(Credit: Samuel Boivin/NurPhoto via Getty Images)
Anthropic says its latest model, Claude Mythos Preview, is too powerful to launch publicly, so it will instead partner with major tech companies to make sure the model's bug-hunting capabilities don't fall into the wrong hands.
In a blog post, Anthropic says Mythos Preview demonstrates that "AI models have reached a level of coding capability [that] can surpass all but the most skilled humans at finding and exploiting software vulnerabilities." It has already "found thousands of high-severity vulnerabilities, including some in every major operating system and web browser."
The company is concerned that Mythos Preview's capabilities will proliferate "beyond actors who are committed to deploying them safely," with severe consequences.
For example, Mythos Preview found a 27-year-old vulnerability in OpenBSD, an OS typically used in critical infrastructure, that allowed attackers to remotely crash any device running it. In some cases, the model is finding vulnerabilities that "survived decades of human review and millions of automated security tests."
So, instead of unleashing Mythos Preview on the general public, Anthropic will provide access to 11 other tech companies through a new partnership called Project Glasswing: Amazon Web Services, Apple, Broadcom, Cisco, CrowdStrike, Google, JPMorgan Chase, the Linux Foundation, Microsoft, Nvidia, and Palo Alto Networks.
Anthropic will allocate $4 million in direct donations to open-source security organizations, alongside $100 million in funding for Mythos Preview usage credits, which the brands can use to help find flaws that are difficult for humans to spot.
The project is a “starting point,” Anthropic says, suggesting it plans to expand or include more brands in the future. It also points to how these advances will ultimately make for stronger software with fewer security issues, suggesting it isn't all doom and gloom.

Work request 1 — List every phrase that the article on Claude Mythos Preview puts in quotation marks.
Work request 2 — Write the next paragraph of the article on Claude Mythos Preview, picking up after its final sentence.

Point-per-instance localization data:
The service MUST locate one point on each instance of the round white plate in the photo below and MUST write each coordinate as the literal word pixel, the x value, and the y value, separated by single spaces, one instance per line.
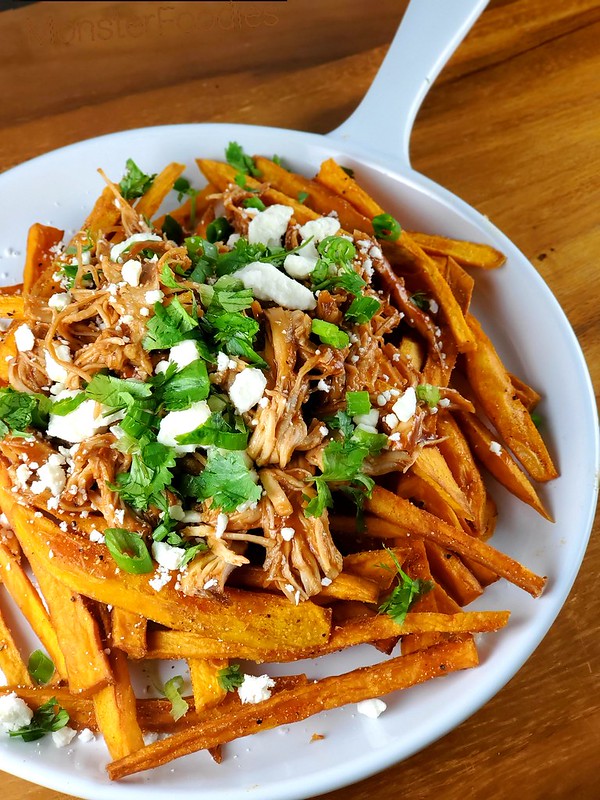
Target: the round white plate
pixel 537 343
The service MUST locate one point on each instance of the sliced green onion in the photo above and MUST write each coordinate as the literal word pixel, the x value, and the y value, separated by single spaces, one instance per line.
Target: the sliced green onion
pixel 357 403
pixel 329 333
pixel 218 230
pixel 254 202
pixel 172 691
pixel 428 394
pixel 40 667
pixel 386 227
pixel 362 309
pixel 128 550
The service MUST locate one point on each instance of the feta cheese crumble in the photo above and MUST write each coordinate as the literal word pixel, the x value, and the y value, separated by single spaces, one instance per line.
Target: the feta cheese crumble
pixel 247 389
pixel 269 226
pixel 255 689
pixel 371 708
pixel 24 338
pixel 268 283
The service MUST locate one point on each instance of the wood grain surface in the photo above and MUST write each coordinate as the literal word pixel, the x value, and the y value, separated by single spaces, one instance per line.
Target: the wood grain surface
pixel 512 126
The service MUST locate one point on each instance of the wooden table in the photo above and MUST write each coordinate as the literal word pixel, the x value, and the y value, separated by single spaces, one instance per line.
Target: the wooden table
pixel 512 126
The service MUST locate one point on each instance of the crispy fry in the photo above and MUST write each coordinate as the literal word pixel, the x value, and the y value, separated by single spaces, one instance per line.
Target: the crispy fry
pixel 467 254
pixel 128 632
pixel 245 616
pixel 500 462
pixel 39 241
pixel 421 523
pixel 115 710
pixel 148 205
pixel 11 662
pixel 494 390
pixel 28 600
pixel 302 702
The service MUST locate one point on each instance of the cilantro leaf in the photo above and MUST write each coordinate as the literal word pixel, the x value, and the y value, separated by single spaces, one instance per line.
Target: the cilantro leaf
pixel 226 480
pixel 134 183
pixel 240 161
pixel 20 410
pixel 49 717
pixel 405 595
pixel 230 678
pixel 168 326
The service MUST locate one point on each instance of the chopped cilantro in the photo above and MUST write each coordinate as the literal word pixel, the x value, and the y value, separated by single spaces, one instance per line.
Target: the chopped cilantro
pixel 405 595
pixel 386 227
pixel 168 326
pixel 129 551
pixel 362 309
pixel 226 481
pixel 134 183
pixel 40 667
pixel 240 161
pixel 218 230
pixel 428 393
pixel 329 333
pixel 48 718
pixel 230 678
pixel 357 403
pixel 172 691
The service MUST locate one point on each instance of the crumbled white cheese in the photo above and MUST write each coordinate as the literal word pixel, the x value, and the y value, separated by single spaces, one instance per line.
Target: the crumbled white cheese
pixel 23 473
pixel 255 689
pixel 167 556
pixel 176 423
pixel 60 301
pixel 371 708
pixel 83 422
pixel 64 736
pixel 221 525
pixel 270 225
pixel 14 713
pixel 118 249
pixel 51 476
pixel 55 370
pixel 406 405
pixel 247 389
pixel 24 338
pixel 184 353
pixel 269 283
pixel 131 272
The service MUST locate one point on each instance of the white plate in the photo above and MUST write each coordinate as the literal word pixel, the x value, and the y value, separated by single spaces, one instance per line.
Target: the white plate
pixel 536 341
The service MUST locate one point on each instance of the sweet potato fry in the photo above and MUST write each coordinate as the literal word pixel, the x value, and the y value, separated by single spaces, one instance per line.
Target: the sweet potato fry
pixel 222 176
pixel 467 254
pixel 319 198
pixel 179 644
pixel 39 241
pixel 297 704
pixel 206 688
pixel 77 632
pixel 11 306
pixel 11 662
pixel 29 602
pixel 500 462
pixel 495 392
pixel 244 616
pixel 128 632
pixel 115 710
pixel 429 527
pixel 148 205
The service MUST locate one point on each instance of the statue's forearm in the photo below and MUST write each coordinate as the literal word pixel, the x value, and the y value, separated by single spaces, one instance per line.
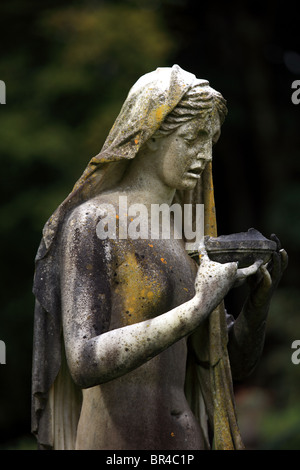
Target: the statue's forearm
pixel 246 339
pixel 119 351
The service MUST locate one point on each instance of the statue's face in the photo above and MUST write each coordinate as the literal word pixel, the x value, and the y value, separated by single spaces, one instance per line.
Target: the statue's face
pixel 185 153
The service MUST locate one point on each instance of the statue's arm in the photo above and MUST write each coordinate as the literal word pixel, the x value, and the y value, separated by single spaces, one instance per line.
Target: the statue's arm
pixel 96 354
pixel 246 337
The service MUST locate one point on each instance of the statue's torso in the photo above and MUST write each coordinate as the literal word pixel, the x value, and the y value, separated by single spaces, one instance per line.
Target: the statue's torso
pixel 146 408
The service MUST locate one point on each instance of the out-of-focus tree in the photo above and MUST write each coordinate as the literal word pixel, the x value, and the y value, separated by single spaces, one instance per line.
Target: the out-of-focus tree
pixel 67 70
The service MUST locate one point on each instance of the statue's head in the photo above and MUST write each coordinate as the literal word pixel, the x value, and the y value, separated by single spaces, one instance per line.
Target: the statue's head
pixel 182 146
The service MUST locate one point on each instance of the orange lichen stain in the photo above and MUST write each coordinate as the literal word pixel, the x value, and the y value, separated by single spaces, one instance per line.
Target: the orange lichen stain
pixel 138 293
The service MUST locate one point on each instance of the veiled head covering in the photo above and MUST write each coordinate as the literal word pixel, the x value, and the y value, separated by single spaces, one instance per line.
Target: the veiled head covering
pixel 149 101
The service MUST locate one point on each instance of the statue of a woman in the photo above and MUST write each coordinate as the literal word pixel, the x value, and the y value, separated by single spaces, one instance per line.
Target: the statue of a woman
pixel 125 353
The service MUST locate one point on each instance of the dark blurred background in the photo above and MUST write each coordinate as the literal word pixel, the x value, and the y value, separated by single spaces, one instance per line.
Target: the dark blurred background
pixel 67 69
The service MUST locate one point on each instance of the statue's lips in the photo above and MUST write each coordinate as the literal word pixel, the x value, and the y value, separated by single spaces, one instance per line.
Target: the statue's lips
pixel 195 172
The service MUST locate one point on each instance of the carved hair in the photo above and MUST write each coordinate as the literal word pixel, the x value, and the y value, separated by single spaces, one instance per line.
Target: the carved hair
pixel 197 102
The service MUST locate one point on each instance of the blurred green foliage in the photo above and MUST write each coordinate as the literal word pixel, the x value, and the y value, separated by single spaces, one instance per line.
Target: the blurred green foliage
pixel 67 69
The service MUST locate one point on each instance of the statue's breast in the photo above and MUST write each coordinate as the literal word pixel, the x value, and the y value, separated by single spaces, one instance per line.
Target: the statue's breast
pixel 149 278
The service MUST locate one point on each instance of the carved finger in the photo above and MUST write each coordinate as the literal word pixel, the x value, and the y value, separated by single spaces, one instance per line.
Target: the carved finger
pixel 202 252
pixel 242 273
pixel 275 239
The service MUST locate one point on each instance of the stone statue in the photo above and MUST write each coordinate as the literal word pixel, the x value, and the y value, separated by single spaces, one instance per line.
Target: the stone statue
pixel 131 339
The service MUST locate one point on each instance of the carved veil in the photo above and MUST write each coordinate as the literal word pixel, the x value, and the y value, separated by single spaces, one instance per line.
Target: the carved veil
pixel 56 401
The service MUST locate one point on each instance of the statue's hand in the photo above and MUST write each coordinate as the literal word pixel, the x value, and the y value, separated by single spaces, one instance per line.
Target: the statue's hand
pixel 264 282
pixel 214 280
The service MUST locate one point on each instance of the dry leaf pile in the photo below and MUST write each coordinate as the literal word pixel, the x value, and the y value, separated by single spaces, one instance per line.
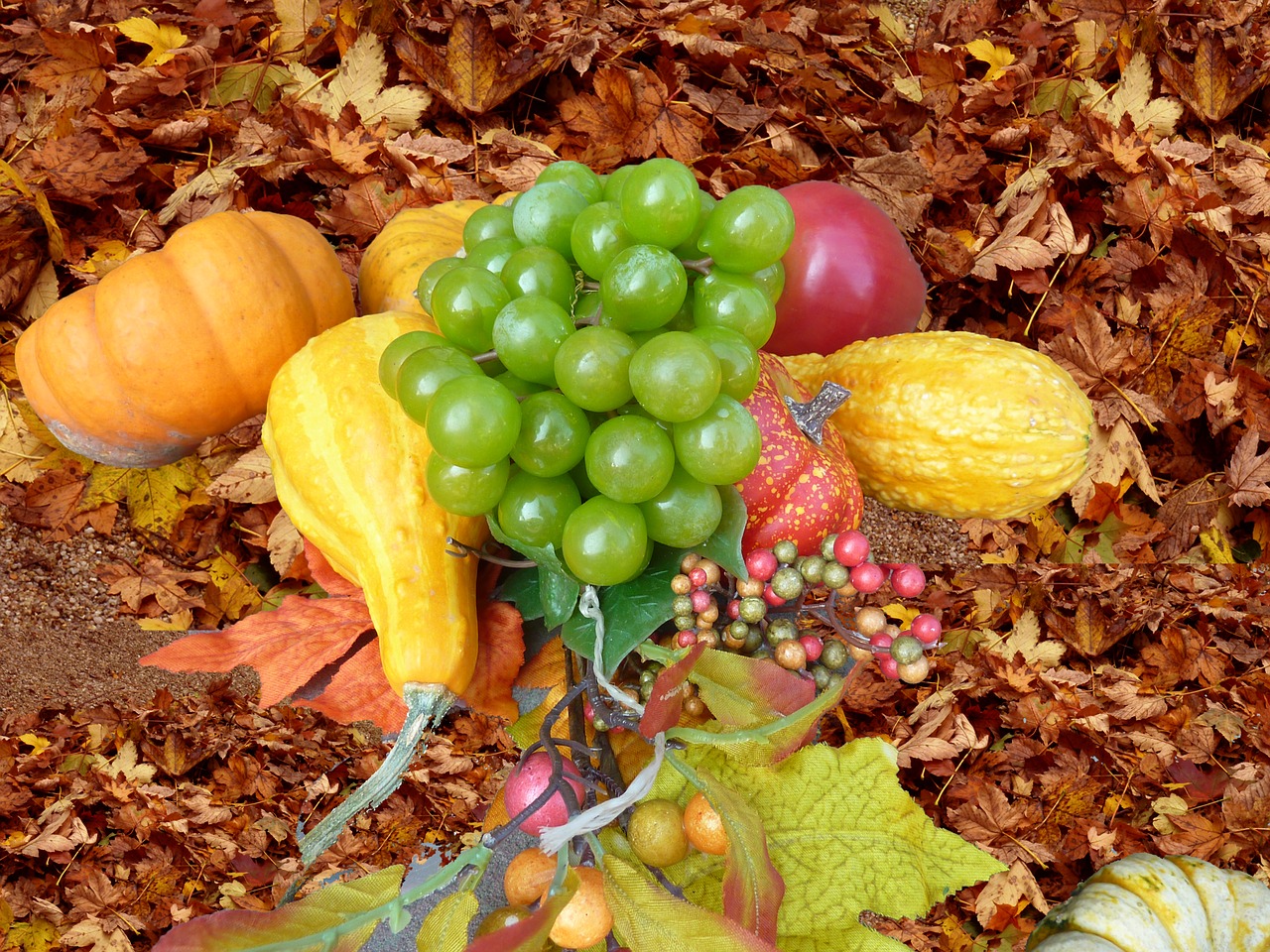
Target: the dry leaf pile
pixel 1089 178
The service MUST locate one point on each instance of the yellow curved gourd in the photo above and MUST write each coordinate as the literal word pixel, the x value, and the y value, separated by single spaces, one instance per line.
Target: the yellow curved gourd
pixel 1146 902
pixel 953 422
pixel 412 240
pixel 349 471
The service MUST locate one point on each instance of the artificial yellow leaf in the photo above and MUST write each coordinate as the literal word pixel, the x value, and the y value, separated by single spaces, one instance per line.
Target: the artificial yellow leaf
pixel 997 58
pixel 162 40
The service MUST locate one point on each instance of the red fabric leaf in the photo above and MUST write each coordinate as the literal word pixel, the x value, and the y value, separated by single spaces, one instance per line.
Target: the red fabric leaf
pixel 287 647
pixel 359 692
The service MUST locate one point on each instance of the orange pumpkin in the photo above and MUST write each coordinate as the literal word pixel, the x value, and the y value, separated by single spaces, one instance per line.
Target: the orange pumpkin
pixel 180 344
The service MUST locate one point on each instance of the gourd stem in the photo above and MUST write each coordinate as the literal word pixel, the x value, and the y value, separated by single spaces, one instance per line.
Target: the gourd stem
pixel 812 416
pixel 426 705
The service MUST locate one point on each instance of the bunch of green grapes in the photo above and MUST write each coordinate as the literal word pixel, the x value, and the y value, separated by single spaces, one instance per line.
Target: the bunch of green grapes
pixel 598 335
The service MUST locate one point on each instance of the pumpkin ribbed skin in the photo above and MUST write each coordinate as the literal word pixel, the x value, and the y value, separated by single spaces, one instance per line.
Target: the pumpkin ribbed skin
pixel 412 240
pixel 349 468
pixel 180 344
pixel 956 424
pixel 1144 902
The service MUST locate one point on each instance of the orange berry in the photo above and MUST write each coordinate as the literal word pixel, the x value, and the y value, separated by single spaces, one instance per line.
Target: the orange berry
pixel 703 825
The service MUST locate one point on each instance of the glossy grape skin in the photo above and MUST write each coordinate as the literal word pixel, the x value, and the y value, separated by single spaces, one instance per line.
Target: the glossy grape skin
pixel 721 445
pixel 659 202
pixel 592 367
pixel 534 509
pixel 685 513
pixel 463 304
pixel 553 436
pixel 539 271
pixel 848 273
pixel 578 176
pixel 527 334
pixel 643 289
pixel 545 213
pixel 604 542
pixel 485 222
pixel 425 371
pixel 676 376
pixel 737 301
pixel 738 359
pixel 748 229
pixel 629 458
pixel 397 352
pixel 472 421
pixel 462 490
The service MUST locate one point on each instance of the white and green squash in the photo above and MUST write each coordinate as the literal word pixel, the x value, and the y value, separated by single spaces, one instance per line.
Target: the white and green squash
pixel 1146 902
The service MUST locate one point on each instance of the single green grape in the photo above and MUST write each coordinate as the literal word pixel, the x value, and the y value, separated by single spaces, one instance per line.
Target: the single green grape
pixel 545 213
pixel 431 276
pixel 592 367
pixel 685 513
pixel 597 236
pixel 425 372
pixel 462 490
pixel 738 359
pixel 527 334
pixel 748 230
pixel 720 445
pixel 485 222
pixel 554 433
pixel 492 254
pixel 400 348
pixel 604 540
pixel 643 289
pixel 629 458
pixel 580 177
pixel 534 509
pixel 540 271
pixel 463 304
pixel 472 421
pixel 676 376
pixel 659 202
pixel 737 301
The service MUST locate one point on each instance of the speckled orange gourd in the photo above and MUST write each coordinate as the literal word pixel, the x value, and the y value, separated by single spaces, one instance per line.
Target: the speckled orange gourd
pixel 412 240
pixel 349 468
pixel 799 490
pixel 956 424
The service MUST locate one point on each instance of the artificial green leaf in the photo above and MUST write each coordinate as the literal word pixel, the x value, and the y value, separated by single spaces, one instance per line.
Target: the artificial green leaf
pixel 649 919
pixel 838 809
pixel 752 888
pixel 335 918
pixel 444 929
pixel 631 611
pixel 558 590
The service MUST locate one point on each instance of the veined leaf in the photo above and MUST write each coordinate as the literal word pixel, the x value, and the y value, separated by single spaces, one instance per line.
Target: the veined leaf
pixel 336 918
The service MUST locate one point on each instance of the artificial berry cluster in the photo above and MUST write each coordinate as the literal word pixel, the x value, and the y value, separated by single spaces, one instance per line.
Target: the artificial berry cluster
pixel 760 615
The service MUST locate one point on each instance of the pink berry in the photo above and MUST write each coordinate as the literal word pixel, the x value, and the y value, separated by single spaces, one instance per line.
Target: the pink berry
pixel 926 629
pixel 867 578
pixel 851 547
pixel 908 580
pixel 761 563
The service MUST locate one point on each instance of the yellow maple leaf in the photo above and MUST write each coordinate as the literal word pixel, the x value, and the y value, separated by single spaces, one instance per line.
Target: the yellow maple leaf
pixel 162 40
pixel 997 58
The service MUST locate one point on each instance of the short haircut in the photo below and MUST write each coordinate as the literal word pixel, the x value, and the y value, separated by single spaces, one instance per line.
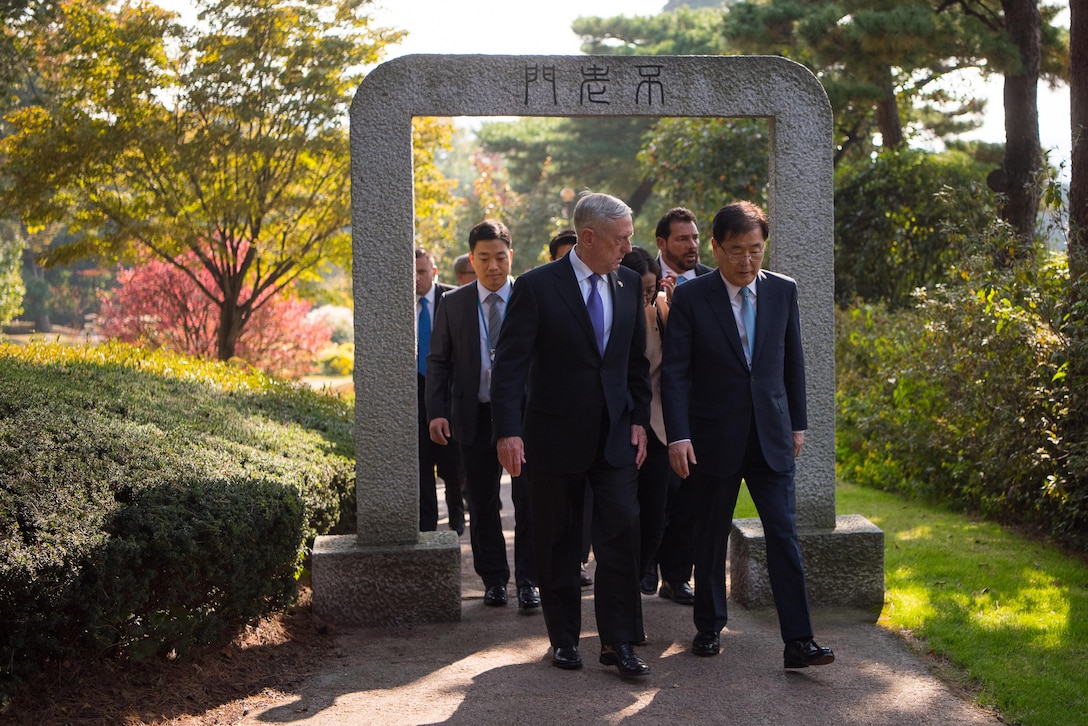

Answer area 1 —
- AI models have reached a level of coding capability [that] can surpass all but the most skilled humans at finding and exploiting software vulnerabilities
- found thousands of high-severity vulnerabilities, including some in every major operating system and web browser
- beyond actors who are committed to deploying them safely
- survived decades of human review and millions of automated security tests
- starting point

Answer area 2 —
It also noted that early versions of the Claude Mythos Preview model were capable of hiding their reasoning. Jack Lindsey, a neuroscientist at Anthropic, says the model "exhibited notably sophisticated (and often unspoken) strategic thinking and situational awareness, at times in service of unwanted actions."
This comes after details about Mythos Preview were accidentally published on its website, Fortune reported last month.
Anthropic, meanwhile, recently saw a spike in its user base following a battle with the US government over whether its models could be used in AI-powered military tools. Anthropic said it would not allow its models to be used for the mass surveillance of US citizens or for AI-powered weapons that are controlled without human input. The Pentagon partnered with OpenAI instead.
The AI Bug-Pocalypse
Security researcher Alex Stamos, now chief product officer at AI-security firm Corridor, devoted a talk Tuesday at the HumanX conference in San Francisco to “the coming AI bug-pocalypse,” as he put it. "We are now at the point where foundation models are better than humans at finding bugs,” he said. “That means bug finding has now gone exponential.”
That's not always a good thing. "Open-source maintainers are completely at their limits,” Stamos observed. “The FFmpeg project has gotten so many patches that they end up complaining in public that they can't keep up with it.”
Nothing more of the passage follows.